- [PROBLEM REQUIREMENTS] Below this task are records; return each one exactly and omit its images.

- [INFORMATION SHOWN]

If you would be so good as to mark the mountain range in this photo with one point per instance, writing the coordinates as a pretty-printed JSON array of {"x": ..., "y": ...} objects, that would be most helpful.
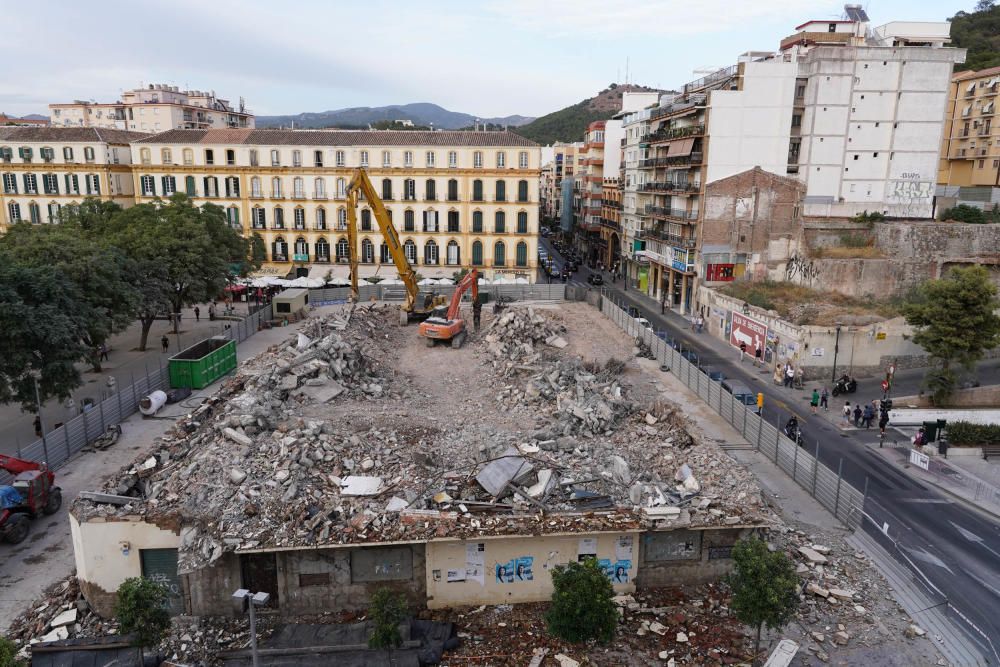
[{"x": 420, "y": 113}]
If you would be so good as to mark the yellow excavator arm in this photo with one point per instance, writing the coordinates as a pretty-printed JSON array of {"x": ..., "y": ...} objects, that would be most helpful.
[{"x": 361, "y": 185}]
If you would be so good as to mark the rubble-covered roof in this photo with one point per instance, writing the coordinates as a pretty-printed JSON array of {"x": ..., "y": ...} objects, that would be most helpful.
[{"x": 314, "y": 443}]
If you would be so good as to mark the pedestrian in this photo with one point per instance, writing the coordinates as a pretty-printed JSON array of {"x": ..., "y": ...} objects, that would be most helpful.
[{"x": 477, "y": 310}]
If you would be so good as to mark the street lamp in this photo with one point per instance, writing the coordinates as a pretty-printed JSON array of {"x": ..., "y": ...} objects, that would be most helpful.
[
  {"x": 252, "y": 600},
  {"x": 836, "y": 349}
]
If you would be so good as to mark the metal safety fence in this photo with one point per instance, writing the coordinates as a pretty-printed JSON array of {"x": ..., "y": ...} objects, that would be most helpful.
[
  {"x": 60, "y": 444},
  {"x": 825, "y": 485}
]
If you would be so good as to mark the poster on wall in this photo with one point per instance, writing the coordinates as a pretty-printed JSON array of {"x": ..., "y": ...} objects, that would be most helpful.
[
  {"x": 475, "y": 562},
  {"x": 749, "y": 331}
]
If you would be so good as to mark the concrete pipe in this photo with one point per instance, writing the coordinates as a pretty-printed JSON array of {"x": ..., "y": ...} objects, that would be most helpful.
[{"x": 149, "y": 405}]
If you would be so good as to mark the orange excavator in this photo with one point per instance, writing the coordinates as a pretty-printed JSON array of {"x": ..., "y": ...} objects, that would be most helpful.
[
  {"x": 445, "y": 325},
  {"x": 32, "y": 494}
]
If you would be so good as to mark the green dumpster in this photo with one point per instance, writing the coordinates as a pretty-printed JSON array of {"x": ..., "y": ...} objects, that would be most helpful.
[{"x": 203, "y": 363}]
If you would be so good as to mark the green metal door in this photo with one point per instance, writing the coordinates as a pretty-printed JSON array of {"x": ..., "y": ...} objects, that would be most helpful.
[{"x": 160, "y": 565}]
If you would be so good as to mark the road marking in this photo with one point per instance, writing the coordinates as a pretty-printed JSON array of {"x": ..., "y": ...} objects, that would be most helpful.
[{"x": 972, "y": 537}]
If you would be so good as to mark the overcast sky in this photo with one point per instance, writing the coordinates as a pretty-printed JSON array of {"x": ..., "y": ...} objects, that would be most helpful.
[{"x": 486, "y": 57}]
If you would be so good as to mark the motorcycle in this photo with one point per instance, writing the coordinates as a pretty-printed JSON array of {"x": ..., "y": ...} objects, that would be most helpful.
[{"x": 845, "y": 385}]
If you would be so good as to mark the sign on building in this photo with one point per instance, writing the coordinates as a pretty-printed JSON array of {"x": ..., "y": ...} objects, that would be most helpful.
[{"x": 749, "y": 331}]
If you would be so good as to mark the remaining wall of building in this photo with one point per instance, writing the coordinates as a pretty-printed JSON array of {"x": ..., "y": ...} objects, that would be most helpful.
[{"x": 107, "y": 552}]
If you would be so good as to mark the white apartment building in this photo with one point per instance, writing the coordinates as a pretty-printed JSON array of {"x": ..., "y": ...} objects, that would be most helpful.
[
  {"x": 154, "y": 108},
  {"x": 43, "y": 169}
]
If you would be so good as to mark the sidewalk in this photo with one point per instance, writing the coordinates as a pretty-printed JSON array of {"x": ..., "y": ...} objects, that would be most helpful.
[{"x": 125, "y": 362}]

- [OUTPUT]
If you would be so good as to mark the mountain range in this photo with one point per instance, writing the coordinates as a pretty-printed JSON array of {"x": ..., "y": ...} objects, that would be most helpful.
[{"x": 420, "y": 113}]
If you would be so good as to mark the yellow excavator arm in this photo with one point per instance, writing the coordinates as a pretty-printed JSON array of {"x": ..., "y": ...} objects, that would be most helpful.
[{"x": 361, "y": 185}]
If you would be so good as to mark the rubble-covered roof in this photo with one point per instance, writing the coordinates as a pretty-printed JSON array of {"x": ..., "y": ...} objects, that would be most helpful.
[{"x": 314, "y": 443}]
If you would be so good as to mark the pedestrian in this photo with one point per instance, writing the coordinates as a pretty-printed JSON array of {"x": ..., "y": ...} objects, that would be most helpful.
[{"x": 477, "y": 310}]
If you would be so good as to mark the street lamp in this photo with one point per instance, writing the coordinates as a pretty-printed JSON array of {"x": ..., "y": ...} objects, that would be most helpful.
[
  {"x": 252, "y": 600},
  {"x": 836, "y": 349}
]
If you would be so good as to mark the metal safety fence in this photo with one point per instance, writing the coordinates as a pretty-printed JSON array of {"x": ..., "y": ...} objects, that would be most helpful.
[
  {"x": 60, "y": 444},
  {"x": 825, "y": 485}
]
If you would be so good as to mark the poster on wall in this photo with one point per instance, writing the coordinates as a pretty-printed JSON array of {"x": ..., "y": ...} objects, that would be most helpful.
[
  {"x": 475, "y": 562},
  {"x": 749, "y": 331}
]
If you would be so good as to mark the concrete pipe in this photo with one point per instance, writing the coordinates as a pretty-printed JSON array of {"x": ..., "y": ...} objects, that would be most helpful.
[{"x": 149, "y": 405}]
If you would be so good as to mark the orange excavator in this photo with one point per instance, writing the coordinates as a pretty-printed JSON array of {"x": ..., "y": ...} objects, that would be most helpful.
[
  {"x": 445, "y": 325},
  {"x": 32, "y": 494}
]
If you would be so good as to mark the green dumpster in this photo with one point per instance, writing the coordinates as a pretty-printed JSON array of {"x": ..., "y": ...} objects, that would be most helpful.
[{"x": 203, "y": 363}]
If you would be so good as to mark the green metal door in this photo with one point per instance, writing the coordinates as a pretty-printed JSON array of {"x": ..., "y": ...} objects, that would be most helpful.
[{"x": 160, "y": 565}]
If you would be so good as to mark the road marking in this photo with one point per instance, writing the coordinates as a pretty-printed JSON array of {"x": ..., "y": ...} objects, that would be most helpful.
[{"x": 972, "y": 537}]
If you would be so good as to mark the overcast sky in this photo with one point per instance, writing the coordinates as a pretty-printed JSON array of {"x": ..., "y": ...} objects, that would be most helpful.
[{"x": 486, "y": 57}]
If you would be so good as to mark the motorcycle in this photo with one point per instance, writing the coordinates as a pretty-printed JSON array of {"x": ..., "y": ...} objects, that would be most helpful.
[{"x": 845, "y": 385}]
If you would be so good as to mark the sign on building in this photo with one point per instance, writing the coordinates as a pretty-printed JSON array of {"x": ..., "y": ...} objects, that would be most helpful.
[{"x": 749, "y": 331}]
If you would be so good as to mark the remaining wall of building in this photo with one point per instance, writing the coordinates as a pretty-printed JSON array of {"x": ..., "y": ...} objects, that would be most helpful.
[{"x": 107, "y": 552}]
If you would be so good as to mark the white apartment building in this photo with one point per instance, writing the coordinates as a pretty-printed JSON array of {"x": ..., "y": ...} objects, that would be most helpful.
[
  {"x": 154, "y": 108},
  {"x": 43, "y": 169}
]
If you would be so good as to mark the sidewalk in this photo with one point per instance, writing the coordinates as a pretty-printed JSON array of {"x": ..., "y": ...} objects, that would be most helpful.
[{"x": 125, "y": 362}]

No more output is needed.